> Task description
Decide whether each statement agrees with the interview below, answering yes or no and quoting the deciding words from it. 1. Doug trained in cardiology at the Texas Heart Institute in Houston. 2. Doug considers himself an expert in forensic science. 3. Stress Fracture is set in Orange County.

Q.: Doug, for Women in Crime Ink readers who don’t know you, please give us a little about your background.
A.: I'm a Southerner, having grown up in Huntsville, Alabama, graduated from the University of Alabama for both college and medical school and then did my cardiology training at the Texas Heart Institute in Houston. I now practice cardiology in Orange County, California. I write both fiction and nonfiction, have won the Macavity Award, and been nominated for an Edgar Award. I also consult with the writers of many TV shows, including Law & Order, CSI: Miami, Diagnosis Murder, Monk, Judging Amy, Peacemakers, Cold Case, House, Medium, Women’s Murder Club, and 1-800-Missing.
Q.: You are considered an expert in forensic science. How do you use those skills?
A.: I don't work in the forensic field and do not consider myself an expert but more an interested party. Being a physician, the terminology and the science behind forensic science is not foreign to me, so it wasn’t difficult to educate myself in the field. Now I use it to translate this often difficult science into simple terms for writers and hopefully to help them use this information in their stories. So I'm more or less a translator for fiction writers.
Q.: What are you doing to stay abreast of today’s forensic science?
A.: I read anything and everything that has to do with the field. I stay on top of it through the many scientific blogs, scientific journals, and rummaging around the net. I will say that a lot of my research is stimulated by the questions I receive from writers who want to know some forensic detail for their story. I probably learn more from the questions that are asked than the questioner learns from my answers. I am constantly amazed at the creative mind of fiction writers and the wild scenarios and questions they come up with.
Q.: What do you think about the state of forensics today? Do you see progress being made? Are we staying ahead of the criminals?
A.: Like any science, forensic science progresses in fits and spurts. The hot topic of recent years has been DNA and there have been some incredible advances in this arena. With the new so-called "touch DNA" techniques, investigators are finding DNA samples in places they never looked before. A simple fingerprint will often contain the person's DNA because these prints are made up of oils and skin cells left behind when an object is touched. With the newer DNA testing techniques a single cell is enough for DNA profiling in many cases.
Q.: Thank you for the review copy of your latest book, Stress Fracture. Can you provide a brief book jacket explanation?
A.: Stress Fracture is the first in my new Dub Walker series. It’s set in Huntsville and revolves around the world of murder and forensic science. In the story, a series of brutal killings take place that are very confusing to Dub in that each killing suggests that the killer on one hand is cold and methodical while on the other is frenzied and out of control. It creates a difficult profiling situation and makes tracking the killer problematic. He leaves little evidence behind yet appears to be completely insane, a situation that the profilers call a "mixed presentation." Of course, it becomes personal when a close friend of Dub’s is murdered and both Dub and his ex-wife Claire McBride are threatened directly by the killer.

(Stored data entries)
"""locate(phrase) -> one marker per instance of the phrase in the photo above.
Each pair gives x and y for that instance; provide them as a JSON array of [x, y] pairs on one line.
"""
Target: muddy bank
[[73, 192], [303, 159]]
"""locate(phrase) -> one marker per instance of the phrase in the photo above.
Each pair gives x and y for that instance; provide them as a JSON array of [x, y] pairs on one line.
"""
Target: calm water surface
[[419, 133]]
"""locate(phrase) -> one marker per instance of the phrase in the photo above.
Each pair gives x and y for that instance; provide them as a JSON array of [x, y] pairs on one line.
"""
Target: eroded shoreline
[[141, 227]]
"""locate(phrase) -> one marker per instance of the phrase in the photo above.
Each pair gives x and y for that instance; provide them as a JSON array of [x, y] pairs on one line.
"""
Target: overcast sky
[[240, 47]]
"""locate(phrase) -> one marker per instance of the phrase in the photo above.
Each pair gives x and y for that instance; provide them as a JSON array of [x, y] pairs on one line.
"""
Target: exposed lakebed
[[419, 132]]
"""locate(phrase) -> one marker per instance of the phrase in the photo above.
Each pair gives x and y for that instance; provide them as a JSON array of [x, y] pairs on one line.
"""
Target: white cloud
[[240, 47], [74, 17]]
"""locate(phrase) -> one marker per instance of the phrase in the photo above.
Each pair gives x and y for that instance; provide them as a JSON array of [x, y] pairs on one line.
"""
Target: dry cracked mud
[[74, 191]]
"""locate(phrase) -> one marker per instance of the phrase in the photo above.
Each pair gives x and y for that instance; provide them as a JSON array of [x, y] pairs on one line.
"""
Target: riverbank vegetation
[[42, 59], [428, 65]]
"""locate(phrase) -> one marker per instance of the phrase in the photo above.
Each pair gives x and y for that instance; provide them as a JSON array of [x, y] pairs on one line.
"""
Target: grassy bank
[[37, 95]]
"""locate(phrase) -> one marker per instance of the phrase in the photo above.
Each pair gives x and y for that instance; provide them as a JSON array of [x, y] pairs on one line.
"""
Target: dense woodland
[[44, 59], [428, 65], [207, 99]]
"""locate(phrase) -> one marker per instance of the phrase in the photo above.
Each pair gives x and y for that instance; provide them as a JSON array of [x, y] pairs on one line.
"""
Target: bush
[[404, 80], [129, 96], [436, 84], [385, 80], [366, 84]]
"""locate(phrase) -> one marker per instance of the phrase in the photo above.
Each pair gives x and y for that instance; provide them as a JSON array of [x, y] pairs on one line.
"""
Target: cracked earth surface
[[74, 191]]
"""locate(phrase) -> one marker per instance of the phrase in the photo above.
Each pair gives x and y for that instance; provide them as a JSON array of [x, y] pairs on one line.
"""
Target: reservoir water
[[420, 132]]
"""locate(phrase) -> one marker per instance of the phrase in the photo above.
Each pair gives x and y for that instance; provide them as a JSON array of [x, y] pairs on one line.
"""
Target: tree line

> Task response
1. Yes: "then did my cardiology training at the Texas Heart Institute in Houston"
2. No: "do not consider myself an expert but more an interested party"
3. No: "It’s set in Huntsville"